▶ Input records:
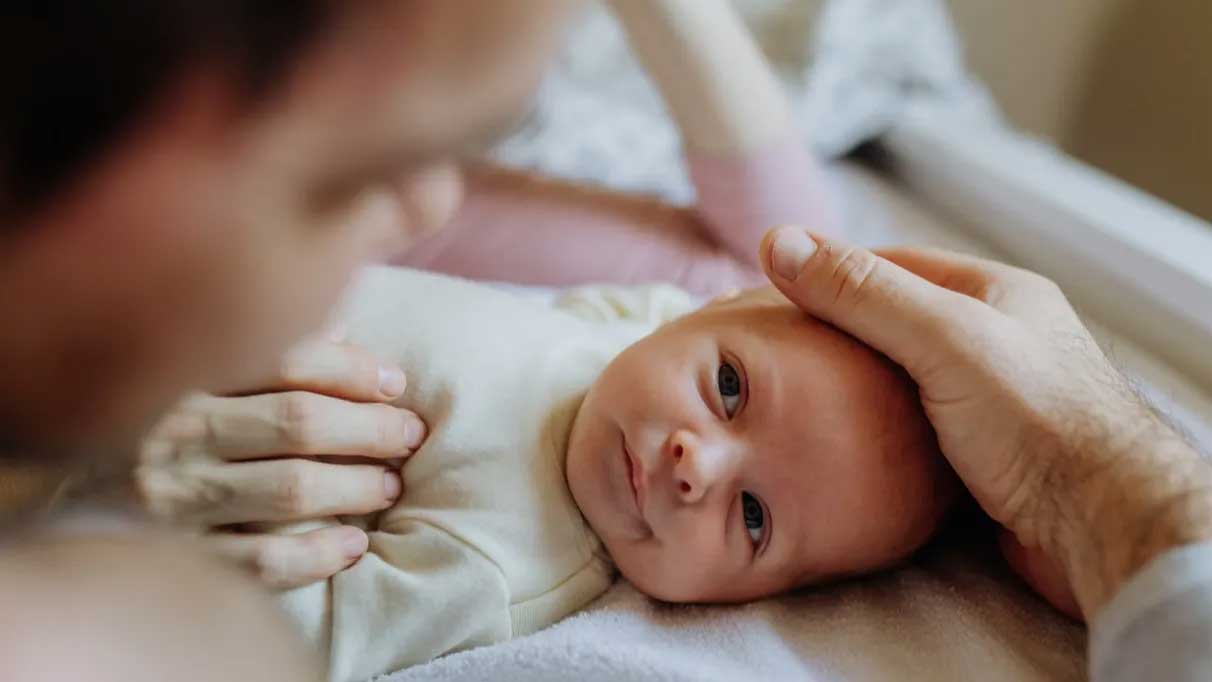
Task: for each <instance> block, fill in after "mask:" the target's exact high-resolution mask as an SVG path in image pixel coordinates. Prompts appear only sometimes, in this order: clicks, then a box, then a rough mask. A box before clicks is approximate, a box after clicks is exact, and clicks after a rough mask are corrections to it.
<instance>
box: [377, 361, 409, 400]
mask: <svg viewBox="0 0 1212 682" xmlns="http://www.w3.org/2000/svg"><path fill="white" fill-rule="evenodd" d="M406 384H407V379H405V378H404V369H400V368H399V367H379V392H381V394H383V395H385V396H388V397H395V396H398V395H400V394H402V392H404V388H405V385H406Z"/></svg>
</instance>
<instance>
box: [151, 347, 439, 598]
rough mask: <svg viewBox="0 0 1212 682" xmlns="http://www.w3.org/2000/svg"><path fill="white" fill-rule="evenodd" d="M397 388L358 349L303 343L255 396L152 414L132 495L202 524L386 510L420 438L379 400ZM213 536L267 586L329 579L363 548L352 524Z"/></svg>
mask: <svg viewBox="0 0 1212 682" xmlns="http://www.w3.org/2000/svg"><path fill="white" fill-rule="evenodd" d="M404 389H405V377H404V373H402V372H401V371H400V368H399V367H394V366H389V365H383V363H381V362H379V361H378V360H377V359H375V357H372V356H371V355H370V354H368V353H366V351H364V350H362V349H359V348H355V346H351V345H344V344H339V343H336V342H333V340H327V339H326V340H311V342H307V343H304V344H302V345H299V346H297V348H296V349H293V350H292V351H291V353H290V354H287V357H286V360H285V361H284V363H282V366H281V368H280V372H279V377H278V378H276V380H274V382H271V385H268V386H264V388H262V389H261V391H259V392H256V394H247V395H241V396H230V397H219V396H211V395H198V396H191V397H189V399H188V400H185V401H184V402H183V403H182V405H181V406H178V408H177V409H176V411H175V412H173V413H171V414H168V415H167V417H166V418H165V419H162V420H161V422H160V424H159V425H158V426H156V428H155V429H154V430H153V431H151V434H150V435H149V436H148V439H147V440H145V441H144V443H143V447H142V452H141V465H139V468H138V471H137V476H136V480H137V487H138V492H139V494H141V497H142V499H143V503H144V504H145V506H147V508H148V509H149V510H150V511H151V512H153V514H155V515H156V516H160V517H165V518H170V520H173V521H182V522H187V523H199V525H202V526H205V527H207V528H211V529H219V528H222V527H229V526H233V525H241V523H265V522H285V521H299V520H309V518H320V517H331V516H335V515H338V514H367V512H372V511H377V510H381V509H385V508H387V506H390V505H391V504H393V503H394V502H395V500H396V499H398V498H399V495H400V493H401V487H402V483H401V480H400V475H399V472H398V471H396V465H395V464H394V463H391V462H390V460H393V459H398V458H402V457H407V455H408V454H411V453H412V451H415V449H416V448H417V447H419V446H421V442H422V441H423V440H424V437H425V426H424V424H423V423H422V422H421V419H419V418H418V417H417V415H416V414H413V413H411V412H408V411H406V409H400V408H396V407H393V406H390V405H388V403H389V402H390V401H391V400H395V399H398V397H399V396H400V395H401V394H404ZM316 457H324V458H325V462H318V460H315V459H314V458H316ZM268 458H275V459H268ZM343 458H348V459H349V463H339V462H341V460H342V459H343ZM212 541H213V544H215V545H216V548H217V549H218V550H219V551H221V552H222V554H224V555H228V556H230V557H233V558H235V560H238V561H240V562H241V563H246V564H248V566H251V567H252V568H253V569H255V571H256V572H257V573H258V574H259V575H261V577H262V578H263V579H264V580H265V581H267V583H269V584H271V585H275V586H292V585H302V584H307V583H310V581H314V580H319V579H324V578H327V577H328V575H332V574H333V573H337V572H338V571H341V569H343V568H345V567H348V566H349V564H351V563H353V562H354V561H356V560H358V558H359V557H360V556H361V555H362V554H364V552H365V551H366V546H367V537H366V534H365V533H364V532H362V531H361V529H359V528H355V527H351V526H339V527H330V528H321V529H318V531H311V532H309V533H302V534H297V535H270V534H255V533H233V532H225V531H222V529H219V531H215V532H212Z"/></svg>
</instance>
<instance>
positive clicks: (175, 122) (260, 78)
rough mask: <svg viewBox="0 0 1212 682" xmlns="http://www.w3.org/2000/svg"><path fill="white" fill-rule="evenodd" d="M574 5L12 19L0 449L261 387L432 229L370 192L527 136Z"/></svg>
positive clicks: (377, 2)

▶ Aim of the exercise:
Restate the material above exactly. Exclude all pictures.

▶ Response to the task:
Task: for each <instance> block, fill in after "mask:" the target's exact high-resolution mask as an SVG path in image pixel coordinates. Prompts appear only sometimes, in this order: clicks, then a box, then a rough mask. A box before clicks is approximate, a box after clicks is exact, and clicks after a rough mask are corrections to it.
<instance>
box: [377, 361, 409, 400]
mask: <svg viewBox="0 0 1212 682" xmlns="http://www.w3.org/2000/svg"><path fill="white" fill-rule="evenodd" d="M406 384H407V379H405V378H404V369H400V368H399V367H379V392H381V394H383V395H385V396H388V397H395V396H398V395H400V394H402V392H404V388H405V385H406Z"/></svg>
</instance>
<instance>
box: [151, 347, 439, 598]
rough mask: <svg viewBox="0 0 1212 682" xmlns="http://www.w3.org/2000/svg"><path fill="white" fill-rule="evenodd" d="M397 388L358 349L303 343L255 396L152 414L132 495L202 524L386 510L420 438L379 400ZM213 536L267 586L329 579L363 548L352 524Z"/></svg>
mask: <svg viewBox="0 0 1212 682" xmlns="http://www.w3.org/2000/svg"><path fill="white" fill-rule="evenodd" d="M404 389H405V377H404V373H402V372H401V371H400V368H399V367H394V366H389V365H383V363H381V362H379V361H378V360H377V359H375V357H372V356H371V355H370V354H368V353H366V351H364V350H362V349H359V348H355V346H351V345H344V344H339V343H336V342H333V340H327V339H326V340H311V342H307V343H304V344H302V345H299V346H297V348H296V349H293V350H292V351H291V353H290V354H287V357H286V360H285V361H284V363H282V366H281V368H280V372H279V377H278V378H276V380H274V382H271V385H268V386H264V388H262V389H261V391H259V392H256V394H247V395H241V396H230V397H219V396H211V395H198V396H191V397H189V399H188V400H185V401H184V402H183V403H182V405H181V406H178V408H177V409H176V411H175V412H173V413H171V414H168V415H167V417H166V418H165V419H162V420H161V422H160V424H159V425H158V426H156V428H155V429H154V430H153V431H151V434H150V435H149V436H148V439H147V440H145V441H144V443H143V447H142V452H141V465H139V468H138V471H137V476H136V480H137V487H138V492H139V494H141V497H142V499H143V503H144V504H145V506H147V508H148V509H149V510H150V511H151V512H153V514H155V515H156V516H160V517H165V518H170V520H173V521H182V522H187V523H199V525H202V526H205V527H207V528H211V529H219V528H222V527H229V526H233V525H241V523H265V522H285V521H299V520H309V518H320V517H331V516H335V515H338V514H367V512H372V511H377V510H381V509H385V508H387V506H390V505H391V504H393V503H394V502H395V500H396V499H398V498H399V495H400V493H401V487H402V483H401V480H400V475H399V472H398V471H396V465H395V464H394V463H391V462H390V460H393V459H398V458H402V457H407V455H408V454H411V453H412V451H415V449H416V448H417V447H419V446H421V442H422V441H423V440H424V437H425V426H424V424H423V423H422V422H421V419H419V418H418V417H417V415H416V414H413V413H411V412H408V411H406V409H400V408H396V407H393V406H390V405H388V403H389V402H390V401H391V400H395V399H398V397H399V396H400V395H401V394H404ZM316 457H324V458H325V462H318V460H315V459H314V458H316ZM268 458H275V459H268ZM343 458H348V459H349V463H339V462H341V460H342V459H343ZM212 541H213V544H215V545H216V548H217V549H218V550H219V551H221V552H222V554H224V555H228V556H230V557H233V558H235V560H238V561H240V562H241V563H246V564H248V566H251V567H252V568H253V569H255V571H256V572H257V573H258V574H259V575H261V577H262V578H263V579H264V580H265V581H267V583H269V584H271V585H275V586H292V585H302V584H307V583H310V581H314V580H319V579H324V578H327V577H328V575H332V574H333V573H337V572H338V571H341V569H343V568H345V567H348V566H349V564H351V563H353V562H354V561H356V560H358V558H359V557H360V556H361V555H362V554H364V552H365V551H366V546H367V537H366V534H365V533H364V532H362V531H361V529H359V528H355V527H351V526H339V527H330V528H321V529H318V531H311V532H309V533H302V534H297V535H270V534H255V533H233V532H225V531H222V529H219V531H215V532H212Z"/></svg>
</instance>
<instance>
positive clicks: (175, 122) (260, 78)
rough mask: <svg viewBox="0 0 1212 682" xmlns="http://www.w3.org/2000/svg"><path fill="white" fill-rule="evenodd" d="M574 5L12 19L0 449L261 387L432 229L370 192L527 136Z"/></svg>
positive clicks: (377, 2)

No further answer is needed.